**TASK ITEM**
Leaving out every line that comes before the one containing "Please answer as", output the rest of the records exactly, the final line included.

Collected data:
-=-=-
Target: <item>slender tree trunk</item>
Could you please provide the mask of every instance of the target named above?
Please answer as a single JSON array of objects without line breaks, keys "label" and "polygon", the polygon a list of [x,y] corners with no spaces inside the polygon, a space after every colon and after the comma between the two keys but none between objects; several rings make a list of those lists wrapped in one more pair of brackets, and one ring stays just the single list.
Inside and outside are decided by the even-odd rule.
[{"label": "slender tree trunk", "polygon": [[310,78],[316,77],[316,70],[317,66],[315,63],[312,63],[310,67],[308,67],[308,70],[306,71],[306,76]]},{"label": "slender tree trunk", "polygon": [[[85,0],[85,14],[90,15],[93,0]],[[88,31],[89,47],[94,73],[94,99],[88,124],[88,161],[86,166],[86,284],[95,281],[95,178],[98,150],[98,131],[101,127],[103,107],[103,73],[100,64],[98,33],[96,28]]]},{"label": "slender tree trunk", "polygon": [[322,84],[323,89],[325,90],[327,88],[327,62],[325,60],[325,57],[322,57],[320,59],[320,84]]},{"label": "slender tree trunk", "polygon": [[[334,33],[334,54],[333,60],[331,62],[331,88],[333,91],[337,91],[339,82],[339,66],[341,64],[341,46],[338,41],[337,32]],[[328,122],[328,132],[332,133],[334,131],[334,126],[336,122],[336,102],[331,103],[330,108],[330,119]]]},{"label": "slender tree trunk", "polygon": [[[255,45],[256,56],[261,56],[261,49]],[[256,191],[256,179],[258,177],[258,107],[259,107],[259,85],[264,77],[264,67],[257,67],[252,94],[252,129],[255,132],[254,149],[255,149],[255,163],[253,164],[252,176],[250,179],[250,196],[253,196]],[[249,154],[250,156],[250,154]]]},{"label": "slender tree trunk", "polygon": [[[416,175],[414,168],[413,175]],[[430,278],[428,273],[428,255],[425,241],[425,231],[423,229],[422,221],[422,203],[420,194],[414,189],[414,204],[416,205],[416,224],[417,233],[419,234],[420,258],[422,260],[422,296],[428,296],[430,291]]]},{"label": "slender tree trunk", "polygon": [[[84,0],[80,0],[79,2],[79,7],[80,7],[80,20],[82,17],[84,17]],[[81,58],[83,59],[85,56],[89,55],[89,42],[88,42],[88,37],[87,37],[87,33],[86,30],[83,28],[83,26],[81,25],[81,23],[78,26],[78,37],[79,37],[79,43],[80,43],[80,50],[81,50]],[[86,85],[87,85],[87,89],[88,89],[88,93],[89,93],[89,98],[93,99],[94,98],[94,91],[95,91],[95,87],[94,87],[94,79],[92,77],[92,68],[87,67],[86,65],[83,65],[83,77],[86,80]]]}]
-=-=-
**TASK RESULT**
Please answer as a single JSON array of objects without line breaks, keys "label" and "polygon", the polygon a list of [x,y] corners with no spaces inside the polygon, a space after every colon and after the comma between the two keys but none between objects; several rings make a list of those lists wrapped in one more pair of brackets, and one ring stays just the single list.
Inside and outside are decided by the even-odd rule.
[{"label": "slender tree trunk", "polygon": [[310,78],[316,77],[316,70],[317,66],[315,63],[312,63],[310,67],[308,67],[308,70],[306,71],[306,76]]},{"label": "slender tree trunk", "polygon": [[[85,0],[85,14],[90,15],[93,0]],[[88,31],[89,47],[94,73],[94,99],[88,124],[88,161],[86,166],[86,284],[95,281],[95,178],[98,150],[98,131],[101,127],[103,107],[103,73],[100,64],[98,33],[96,28]]]},{"label": "slender tree trunk", "polygon": [[322,84],[323,89],[325,90],[327,88],[327,62],[325,60],[325,57],[322,57],[320,59],[320,84]]},{"label": "slender tree trunk", "polygon": [[[334,33],[334,54],[333,60],[331,62],[331,88],[333,91],[337,91],[339,82],[339,66],[341,64],[341,46],[338,41],[337,32]],[[328,122],[328,132],[332,133],[334,131],[334,126],[336,122],[336,102],[331,103],[330,108],[330,119]]]},{"label": "slender tree trunk", "polygon": [[[255,45],[256,56],[261,56],[261,49]],[[256,191],[256,179],[258,177],[258,107],[259,107],[259,85],[264,77],[264,67],[257,67],[252,94],[252,129],[255,132],[254,149],[255,149],[255,163],[253,164],[252,176],[250,179],[250,196],[253,196]],[[249,154],[250,156],[250,154]]]},{"label": "slender tree trunk", "polygon": [[[416,175],[414,168],[413,175]],[[430,278],[428,273],[428,255],[425,241],[425,231],[423,229],[422,221],[422,203],[420,194],[414,189],[414,204],[416,205],[416,224],[417,233],[419,234],[420,258],[422,260],[422,296],[428,296],[430,291]]]},{"label": "slender tree trunk", "polygon": [[[84,0],[80,0],[79,2],[79,7],[80,7],[80,20],[82,17],[84,17]],[[81,58],[83,59],[85,56],[89,55],[89,42],[88,42],[88,37],[87,37],[87,33],[86,30],[83,28],[83,26],[81,25],[81,23],[78,26],[78,37],[79,37],[79,43],[80,43],[80,50],[81,50]],[[86,85],[87,85],[87,89],[88,89],[88,93],[89,93],[89,98],[93,99],[94,98],[94,91],[95,91],[95,87],[94,87],[94,79],[92,77],[92,68],[87,67],[86,65],[83,65],[83,77],[86,80]]]}]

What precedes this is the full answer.